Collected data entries
—————

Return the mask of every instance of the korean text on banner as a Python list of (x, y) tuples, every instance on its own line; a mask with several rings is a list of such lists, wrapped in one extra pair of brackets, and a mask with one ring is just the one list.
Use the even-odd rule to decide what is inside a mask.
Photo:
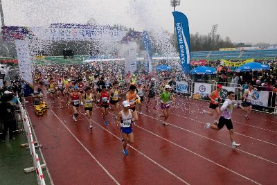
[(244, 60), (243, 62), (229, 62), (228, 60), (222, 59), (221, 62), (223, 62), (223, 64), (225, 66), (240, 67), (240, 66), (242, 66), (243, 64), (245, 64), (246, 63), (254, 62), (254, 59), (251, 58), (251, 59), (249, 59), (249, 60)]
[(267, 107), (268, 106), (268, 98), (269, 91), (253, 91), (251, 98), (251, 103), (253, 105)]
[(183, 71), (188, 73), (190, 68), (190, 30), (186, 16), (180, 12), (172, 12), (175, 25), (176, 36), (181, 66)]
[(208, 96), (211, 93), (211, 84), (195, 83), (195, 94), (199, 94), (202, 98)]
[(179, 93), (188, 93), (188, 82), (185, 81), (176, 81), (176, 91)]
[(143, 31), (143, 42), (146, 53), (145, 60), (148, 63), (148, 72), (151, 72), (152, 61), (152, 44), (151, 40), (149, 38), (149, 33), (145, 30)]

—————

• [Task requirements]: Rewrite everything from the start of the entries down to the line containing "94), (202, 98)]", substituting "Image" for "Photo" and keeping all else unchanged. Leave the pictures out of your answer.

• [Complete response]:
Return the mask of every instance of the korean text on banner as a Python list of (x, y) tuples, every instance on its own line; a mask with several rings is a list of such lists, wrapped in one extra pair of brackets, and a mask with one ring is just the one list.
Use the even-odd rule to decide what is inside a mask.
Image:
[(244, 60), (243, 62), (229, 62), (228, 60), (222, 59), (221, 62), (223, 62), (223, 64), (225, 66), (240, 67), (240, 66), (242, 66), (243, 64), (245, 64), (246, 63), (254, 62), (254, 59), (251, 58), (251, 59), (249, 59), (249, 60)]
[(267, 107), (268, 106), (268, 98), (269, 91), (253, 91), (251, 98), (251, 103), (253, 105)]
[(183, 71), (188, 73), (190, 68), (190, 30), (186, 16), (180, 12), (172, 12), (175, 25), (176, 36), (181, 66)]
[(208, 96), (211, 93), (211, 84), (195, 83), (195, 94), (199, 94), (202, 98)]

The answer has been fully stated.